::: Data supplied

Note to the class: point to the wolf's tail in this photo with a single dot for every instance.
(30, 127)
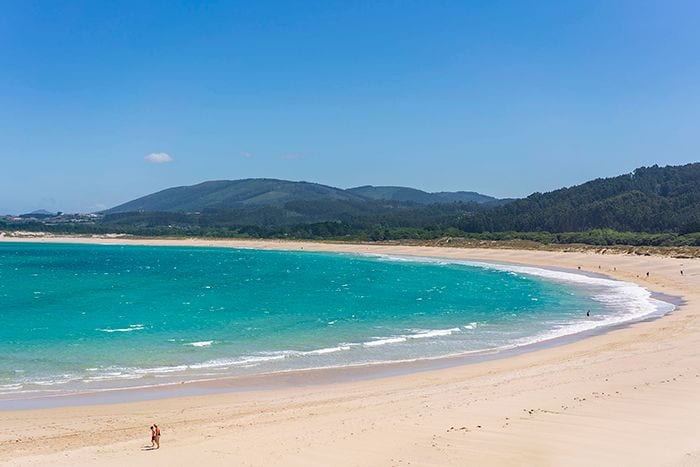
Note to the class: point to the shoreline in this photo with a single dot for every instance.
(639, 356)
(274, 379)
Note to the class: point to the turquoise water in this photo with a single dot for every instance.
(90, 317)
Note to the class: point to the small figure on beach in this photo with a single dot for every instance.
(157, 435)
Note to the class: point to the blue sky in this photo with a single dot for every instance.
(504, 98)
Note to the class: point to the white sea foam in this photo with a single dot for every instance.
(132, 327)
(201, 344)
(629, 301)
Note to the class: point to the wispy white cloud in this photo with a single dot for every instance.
(292, 156)
(159, 158)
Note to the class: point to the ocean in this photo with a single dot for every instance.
(82, 318)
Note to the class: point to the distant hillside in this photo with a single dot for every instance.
(650, 199)
(252, 193)
(412, 195)
(232, 194)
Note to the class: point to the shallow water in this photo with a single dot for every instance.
(91, 317)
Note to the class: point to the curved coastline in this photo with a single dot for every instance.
(635, 378)
(633, 295)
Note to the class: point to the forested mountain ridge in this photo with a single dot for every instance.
(232, 194)
(258, 192)
(650, 199)
(412, 195)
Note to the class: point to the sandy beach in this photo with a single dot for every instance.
(630, 396)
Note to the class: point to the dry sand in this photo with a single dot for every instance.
(627, 397)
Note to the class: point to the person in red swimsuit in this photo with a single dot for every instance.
(157, 432)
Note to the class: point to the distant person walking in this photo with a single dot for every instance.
(157, 432)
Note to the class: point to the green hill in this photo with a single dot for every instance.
(232, 194)
(412, 195)
(259, 192)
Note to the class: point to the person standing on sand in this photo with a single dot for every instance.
(157, 436)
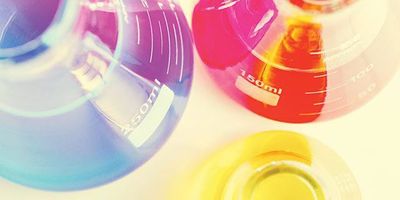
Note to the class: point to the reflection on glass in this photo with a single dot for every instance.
(273, 165)
(295, 60)
(90, 89)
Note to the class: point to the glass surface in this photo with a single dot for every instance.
(89, 89)
(295, 60)
(273, 165)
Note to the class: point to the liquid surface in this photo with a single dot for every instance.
(298, 61)
(94, 93)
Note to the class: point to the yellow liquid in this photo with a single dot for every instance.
(286, 183)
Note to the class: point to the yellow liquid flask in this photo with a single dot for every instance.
(273, 165)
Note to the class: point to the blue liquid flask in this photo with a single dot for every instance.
(89, 90)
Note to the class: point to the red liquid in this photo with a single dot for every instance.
(299, 68)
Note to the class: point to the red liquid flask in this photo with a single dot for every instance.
(298, 61)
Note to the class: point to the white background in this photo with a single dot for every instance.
(368, 139)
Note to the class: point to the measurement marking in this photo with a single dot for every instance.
(169, 42)
(11, 17)
(328, 90)
(162, 38)
(138, 28)
(153, 119)
(144, 3)
(152, 37)
(182, 47)
(328, 102)
(176, 45)
(328, 111)
(326, 74)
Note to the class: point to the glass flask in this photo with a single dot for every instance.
(89, 89)
(273, 165)
(298, 61)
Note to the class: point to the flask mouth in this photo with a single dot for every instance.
(273, 180)
(322, 6)
(27, 30)
(56, 56)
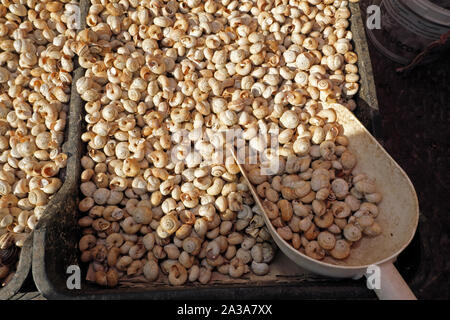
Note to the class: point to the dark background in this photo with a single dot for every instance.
(414, 129)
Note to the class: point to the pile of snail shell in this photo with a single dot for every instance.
(162, 76)
(35, 79)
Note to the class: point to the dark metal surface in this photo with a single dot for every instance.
(415, 130)
(56, 237)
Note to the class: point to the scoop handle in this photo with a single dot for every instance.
(392, 285)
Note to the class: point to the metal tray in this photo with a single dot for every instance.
(22, 277)
(56, 237)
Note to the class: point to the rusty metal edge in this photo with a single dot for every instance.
(327, 288)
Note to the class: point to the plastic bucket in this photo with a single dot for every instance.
(409, 26)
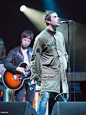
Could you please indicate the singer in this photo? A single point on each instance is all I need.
(49, 62)
(67, 21)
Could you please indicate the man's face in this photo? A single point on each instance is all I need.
(25, 42)
(54, 20)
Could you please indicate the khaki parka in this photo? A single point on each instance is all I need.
(49, 61)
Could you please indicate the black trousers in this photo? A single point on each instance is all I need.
(19, 95)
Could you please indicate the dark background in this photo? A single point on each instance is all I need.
(13, 22)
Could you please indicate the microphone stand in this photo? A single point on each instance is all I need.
(69, 69)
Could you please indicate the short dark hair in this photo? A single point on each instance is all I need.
(27, 34)
(47, 16)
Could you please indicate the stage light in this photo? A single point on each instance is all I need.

::::::

Output the data above without changes, apart from leaving out the pictures.

Note to the class: point to the wolf's tail in this photo with a single dot for every instance.
(30, 127)
Note to the class: point to the shoreline in this photo with a single dot for every instance.
(639, 356)
(274, 379)
Note to the class: point to the turquoise water in this photo with a single dot for every instance.
(90, 317)
Note to the class: point to the small figure on beach in this photo with a single dot for every instance.
(157, 435)
Note to the class: point to the blue sky in this photo with a single dot for every instance.
(504, 98)
Note to the class: point to the white sea foam in this photo with a single dot for every instance.
(132, 327)
(201, 344)
(629, 301)
Note to the class: point to the wispy white cloud in this photo with a single dot for every instance.
(292, 156)
(159, 158)
Note to the class: point to the ocean in this photo with a single dot for every instance.
(82, 318)
Note to the class: point to the distant hillside in this photo with a single dot for every instance.
(650, 199)
(252, 193)
(412, 195)
(232, 194)
Note to the class: point to the shallow water in this photo with a single dot for every instance.
(91, 317)
Note to the class: point to the curved coastline in this photo with a single dot for every instance.
(635, 378)
(633, 295)
Note to the class: point to the forested mountain ridge in this photo with a single dot for every instance.
(232, 194)
(258, 192)
(650, 199)
(412, 195)
Note to the class: point to the sandy beach in this photo with a single dot for every instance.
(630, 396)
Note to the class: point to the dry sand in this photo with a single dot for every instance.
(627, 397)
Note to the class: point to the person in red swimsuit in this photo with a single dot for every instance.
(157, 432)
Note to the class: point to the distant person walking in this photo with a single dot for every instance.
(157, 432)
Note to the class: point to the green hill in this photo with a single dot for every instance.
(232, 194)
(412, 195)
(259, 192)
Note to the class: point to the person standing on sand in this photo with a single dot for every instance.
(157, 436)
Note to the class: point to the reflection on glass in this photo with a single dot for every instance.
(273, 165)
(295, 60)
(90, 89)
Note to the class: point to the glass surface in this photo with a single dot for every instance.
(89, 89)
(295, 60)
(273, 165)
Note to the class: point to the liquid surface in this photo with a single dot for every instance.
(298, 61)
(94, 93)
Note to the class: point to the yellow liquid in this photo with a single dot for every instance.
(286, 183)
Note to the class: point to the yellow liquid flask in this photo with a single dot for every instance.
(273, 165)
Note to the class: point to the blue liquid flask in this photo with a single dot for every instance.
(89, 90)
Note to the class: point to the red liquid in this photo with a single dot for every instance.
(299, 68)
Note to the class: point to the red liquid flask in this photo with a single dot for every instance.
(298, 61)
Note to the class: point to the white background in this photo with a single dot for every instance.
(368, 139)
Note to the class: point to the measurement marking in this photo with a single dot for every instance.
(169, 42)
(11, 17)
(328, 90)
(162, 38)
(138, 28)
(153, 119)
(144, 3)
(152, 37)
(182, 47)
(328, 102)
(176, 45)
(328, 111)
(326, 74)
Note to the class: point to the glass flask in this photo with a single dot for every instance.
(89, 89)
(273, 165)
(298, 61)
Note to the class: point to the flask mouth in this photo with a single dot for every instance.
(273, 180)
(322, 6)
(27, 30)
(56, 56)
Note to the class: point to the dark background in this photo with a single dot for every instance.
(414, 129)
Note to the class: point to the pile of snail shell in this photo with a single dot for every instance.
(162, 76)
(35, 79)
Note to the class: point to the dark metal surface in this photo with a single dot for every instance.
(415, 130)
(56, 237)
Note to the class: point to the scoop handle in this photo with a single dot for every instance.
(392, 285)
Note to the class: point to the metal tray in this photo with a single dot for every instance.
(22, 277)
(56, 237)
Note to the class: point to the rusty metal edge in this photo with a single dot for every instance.
(327, 288)
Note to the class: point to the plastic bucket in this photo with a single dot for every instance.
(409, 26)
Could you please indicate the singer in this photo? A single point on each instance is all I need.
(49, 62)
(67, 21)
Could you please indicate the man's face in this photo? A single point on each instance is all I need.
(25, 42)
(54, 20)
Could you please indicate the khaki parka in this photo? A single point on each instance is all I need.
(49, 61)
Could you please indicate the black trousers in this photo? A single point on each instance is all I need.
(19, 95)
Could you please indicate the dark background in this photo? A single point on each instance is all I need.
(13, 22)
Could you please indicate the microphone stand in this photo? A single point on each instance is all I need.
(69, 69)
Could you please indicate the short dark hair in this photo? A single point on each instance is all I need.
(27, 34)
(47, 16)
Could you please indicate the stage light in this photo? A single point on each instance is all I need.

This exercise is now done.